>> BEGIN Material shown

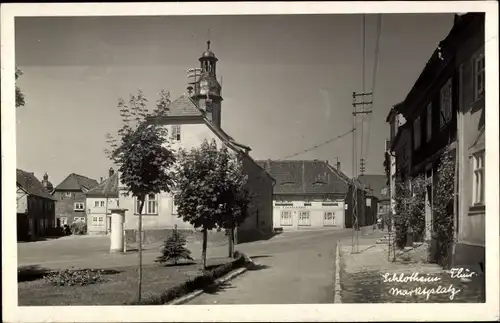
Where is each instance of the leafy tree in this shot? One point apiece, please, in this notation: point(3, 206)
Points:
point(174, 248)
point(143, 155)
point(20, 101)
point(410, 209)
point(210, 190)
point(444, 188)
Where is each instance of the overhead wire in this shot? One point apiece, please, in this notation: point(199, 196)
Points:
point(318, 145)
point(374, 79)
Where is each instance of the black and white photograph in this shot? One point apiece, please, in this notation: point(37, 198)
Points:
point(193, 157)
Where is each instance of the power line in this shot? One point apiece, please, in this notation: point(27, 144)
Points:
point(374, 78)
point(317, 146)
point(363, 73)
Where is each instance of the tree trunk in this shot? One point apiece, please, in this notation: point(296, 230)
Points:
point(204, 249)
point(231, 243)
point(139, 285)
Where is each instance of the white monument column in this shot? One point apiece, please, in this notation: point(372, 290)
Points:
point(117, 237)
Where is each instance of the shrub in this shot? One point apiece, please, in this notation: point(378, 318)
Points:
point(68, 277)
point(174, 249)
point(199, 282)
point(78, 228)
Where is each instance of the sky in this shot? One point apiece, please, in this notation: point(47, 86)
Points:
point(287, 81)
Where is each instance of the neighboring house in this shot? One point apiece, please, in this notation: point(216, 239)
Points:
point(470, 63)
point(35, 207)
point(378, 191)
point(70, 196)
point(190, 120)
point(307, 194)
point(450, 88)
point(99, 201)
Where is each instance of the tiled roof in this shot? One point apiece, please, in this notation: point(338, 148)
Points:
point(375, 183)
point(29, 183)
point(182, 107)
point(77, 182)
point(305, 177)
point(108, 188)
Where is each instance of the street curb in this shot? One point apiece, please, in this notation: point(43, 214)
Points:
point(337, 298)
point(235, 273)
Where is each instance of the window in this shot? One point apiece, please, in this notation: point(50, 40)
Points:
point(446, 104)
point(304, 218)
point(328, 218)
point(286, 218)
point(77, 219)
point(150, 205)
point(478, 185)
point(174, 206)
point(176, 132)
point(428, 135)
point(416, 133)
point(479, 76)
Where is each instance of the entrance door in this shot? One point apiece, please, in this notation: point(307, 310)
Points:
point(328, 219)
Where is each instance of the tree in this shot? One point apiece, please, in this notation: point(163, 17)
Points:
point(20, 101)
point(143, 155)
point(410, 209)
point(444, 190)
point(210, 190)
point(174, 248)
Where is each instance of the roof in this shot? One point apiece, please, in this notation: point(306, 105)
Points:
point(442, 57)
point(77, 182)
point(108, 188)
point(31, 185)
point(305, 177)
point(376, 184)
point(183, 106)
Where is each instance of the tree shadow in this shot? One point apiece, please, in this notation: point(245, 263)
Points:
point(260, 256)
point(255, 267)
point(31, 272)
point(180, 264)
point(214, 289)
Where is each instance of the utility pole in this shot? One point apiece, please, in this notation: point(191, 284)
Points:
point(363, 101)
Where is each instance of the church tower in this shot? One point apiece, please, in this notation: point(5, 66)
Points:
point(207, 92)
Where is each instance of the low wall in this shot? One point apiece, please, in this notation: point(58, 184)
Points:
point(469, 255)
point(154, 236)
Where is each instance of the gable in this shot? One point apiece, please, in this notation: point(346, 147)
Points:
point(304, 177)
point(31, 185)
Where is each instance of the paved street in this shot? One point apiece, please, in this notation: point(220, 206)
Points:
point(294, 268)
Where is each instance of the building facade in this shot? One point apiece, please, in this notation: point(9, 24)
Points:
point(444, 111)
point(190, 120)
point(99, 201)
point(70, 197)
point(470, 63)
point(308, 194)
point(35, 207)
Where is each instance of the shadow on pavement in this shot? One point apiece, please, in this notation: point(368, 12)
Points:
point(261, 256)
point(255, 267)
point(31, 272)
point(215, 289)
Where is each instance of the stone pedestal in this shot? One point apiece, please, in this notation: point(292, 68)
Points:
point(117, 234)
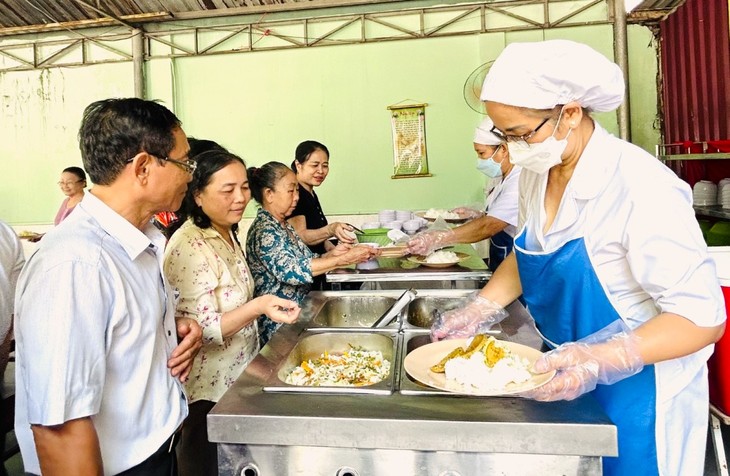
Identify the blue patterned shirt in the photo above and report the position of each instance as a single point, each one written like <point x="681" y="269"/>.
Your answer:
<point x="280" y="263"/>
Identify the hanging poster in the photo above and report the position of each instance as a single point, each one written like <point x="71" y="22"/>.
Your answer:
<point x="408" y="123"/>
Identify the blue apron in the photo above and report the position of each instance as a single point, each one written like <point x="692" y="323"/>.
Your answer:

>> END Material shown

Copy the lines above verbatim, beginning with the line that contains "Identify the hanging" and continuing through the end of the material.

» **Written response**
Identify the hanging poster in the photo above and report the position of each instance as a single point, each one written like <point x="71" y="22"/>.
Your answer:
<point x="408" y="123"/>
Identify the blue apron in the photo above and report the position of each instance as a single point, each one written like <point x="692" y="323"/>.
Your answer:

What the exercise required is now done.